NOTES TO CONSOLIDATED FINANCIAL STATEMENTS (Unaudited) 

SEPTEMBER 30, 2012 

(dollars in tables in thousands, except share data)

 

Excess MSRs Valuation

 

Fair value estimates of Newcastle’s Excess MSRs were based on internal pricing models. The valuation technique is based on discounted cash flows. Significant inputs used in the valuations included expectations of prepayment rates, delinquency rates, recapture rates, the excess mortgage servicing amount of the underlying mortgage loans, and discount rates that market participants would use in determining the fair values of mortgage servicing rights on similar pools of residential mortgage loans. In addition, in valuing the Excess MSRs, management considered the likelihood of Nationstar being removed as servicer, which likelihood is considered to be remote.

- _Collected material_

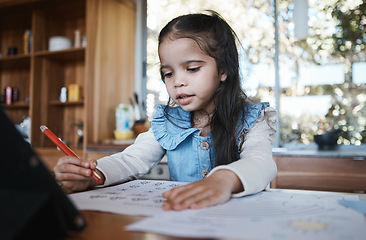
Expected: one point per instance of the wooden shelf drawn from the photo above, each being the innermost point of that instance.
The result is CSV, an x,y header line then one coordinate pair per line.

- _Required work_
Revise the passage of the financial statement notes starting at "(dollars in tables" and ending at "to be remote." so that "proprietary valuation models" replaces "internal pricing models".

- _Written response_
(dollars in tables in thousands, except share data)

 

Excess MSRs Valuation

 

Fair value estimates of Newcastle’s Excess MSRs were based on proprietary valuation models. The valuation technique is based on discounted cash flows. Significant inputs used in the valuations included expectations of prepayment rates, delinquency rates, recapture rates, the excess mortgage servicing amount of the underlying mortgage loans, and discount rates that market participants would use in determining the fair values of mortgage servicing rights on similar pools of residential mortgage loans. In addition, in valuing the Excess MSRs, management considered the likelihood of Nationstar being removed as servicer, which likelihood is considered to be remote.